### Image point grounding data
■ ■ ■
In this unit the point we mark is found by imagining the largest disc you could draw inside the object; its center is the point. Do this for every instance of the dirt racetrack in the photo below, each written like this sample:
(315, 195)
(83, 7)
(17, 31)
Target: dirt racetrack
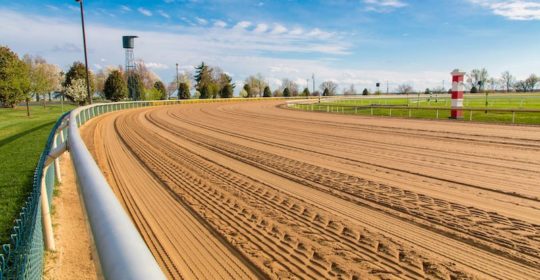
(249, 190)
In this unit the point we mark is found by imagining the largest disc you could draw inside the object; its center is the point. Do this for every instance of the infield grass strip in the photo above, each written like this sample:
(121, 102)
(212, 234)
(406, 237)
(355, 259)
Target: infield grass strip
(22, 140)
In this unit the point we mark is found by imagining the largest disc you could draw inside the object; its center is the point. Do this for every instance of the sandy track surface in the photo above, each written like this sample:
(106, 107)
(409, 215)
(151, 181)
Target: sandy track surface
(250, 190)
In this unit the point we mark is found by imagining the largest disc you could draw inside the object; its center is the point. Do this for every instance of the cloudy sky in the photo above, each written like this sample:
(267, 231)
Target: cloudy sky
(350, 42)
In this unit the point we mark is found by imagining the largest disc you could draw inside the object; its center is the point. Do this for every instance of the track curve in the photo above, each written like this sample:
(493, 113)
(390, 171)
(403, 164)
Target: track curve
(248, 190)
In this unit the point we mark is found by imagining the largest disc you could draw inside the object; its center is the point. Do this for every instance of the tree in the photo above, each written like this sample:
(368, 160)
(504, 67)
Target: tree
(135, 87)
(306, 92)
(115, 87)
(507, 80)
(404, 89)
(267, 92)
(183, 91)
(329, 87)
(478, 77)
(291, 85)
(286, 92)
(227, 91)
(203, 77)
(76, 91)
(350, 91)
(160, 87)
(521, 86)
(531, 82)
(14, 80)
(77, 71)
(204, 92)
■ ■ ■
### EXERCISE BRIEF
Leave the images behind and write out every entry exactly.

### ANSWER AREA
In this unit the point we mark is found by imagining the largest disc you could draw inside the object; its center is the point. Do this for every instance of the dirt racetrack in the photo below, each written like this sample:
(315, 195)
(83, 7)
(17, 31)
Target: dirt racetrack
(249, 190)
In this unit the point we mark is found by imagining the largest disc you could draw inside the object; its center is the point. Do this for every instance of the infield grass strip in the photo above, each written like this sample:
(121, 102)
(212, 234)
(406, 237)
(355, 259)
Target: infield grass strip
(22, 140)
In this unit the point we mark is found by imagining the largest disc you could draw inside the object; its center is the point. Do this for every instance of the sandy track surface in the photo above, each written like this sample:
(106, 107)
(409, 215)
(151, 181)
Target: sandy track surface
(250, 190)
In this unit the point we mark is found by imagining the largest disc you could draw inside the object; its center is the point. Do this for every instance of the cloudy sky in the photo above, each written like this sample:
(267, 231)
Target: cloudy sky
(350, 42)
In this unit the point we mark is found by imagining the largest disc you could draw inside the object; its center is the point. Do this for every instance of the track curve in the photo above, each written like this sample:
(493, 113)
(390, 171)
(403, 164)
Target: track curve
(248, 190)
In this unit the point we mark is found by imagining the largest disc you could draw inside the object; its center is the point. Do this for every instance of the tree in the photo above, each written like this sample:
(368, 160)
(504, 67)
Target: tree
(135, 87)
(306, 92)
(115, 87)
(507, 80)
(404, 89)
(267, 92)
(183, 91)
(329, 87)
(478, 77)
(291, 85)
(286, 92)
(227, 91)
(203, 77)
(76, 91)
(350, 91)
(160, 87)
(521, 86)
(531, 82)
(14, 80)
(77, 71)
(204, 92)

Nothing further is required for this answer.